_ACTION ITEM_
Where a line below holds the string "reflection", copy that line.

Point localization data

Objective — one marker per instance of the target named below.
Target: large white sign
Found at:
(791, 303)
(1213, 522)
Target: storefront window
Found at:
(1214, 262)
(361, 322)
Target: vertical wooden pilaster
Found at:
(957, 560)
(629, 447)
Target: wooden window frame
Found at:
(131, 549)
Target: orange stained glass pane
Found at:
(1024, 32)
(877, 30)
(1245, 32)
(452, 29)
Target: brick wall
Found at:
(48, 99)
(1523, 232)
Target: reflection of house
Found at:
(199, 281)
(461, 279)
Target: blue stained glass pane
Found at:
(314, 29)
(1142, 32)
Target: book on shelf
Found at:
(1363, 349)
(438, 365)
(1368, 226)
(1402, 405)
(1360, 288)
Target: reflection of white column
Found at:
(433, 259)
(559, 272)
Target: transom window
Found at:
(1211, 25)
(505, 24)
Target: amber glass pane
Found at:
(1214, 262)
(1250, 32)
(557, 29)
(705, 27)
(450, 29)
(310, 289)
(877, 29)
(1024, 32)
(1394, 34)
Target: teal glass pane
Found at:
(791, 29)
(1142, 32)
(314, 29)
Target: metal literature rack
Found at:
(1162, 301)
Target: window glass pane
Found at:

_RESULT OF THE EXERCISE_
Target: reflection of house
Target: reflection of white column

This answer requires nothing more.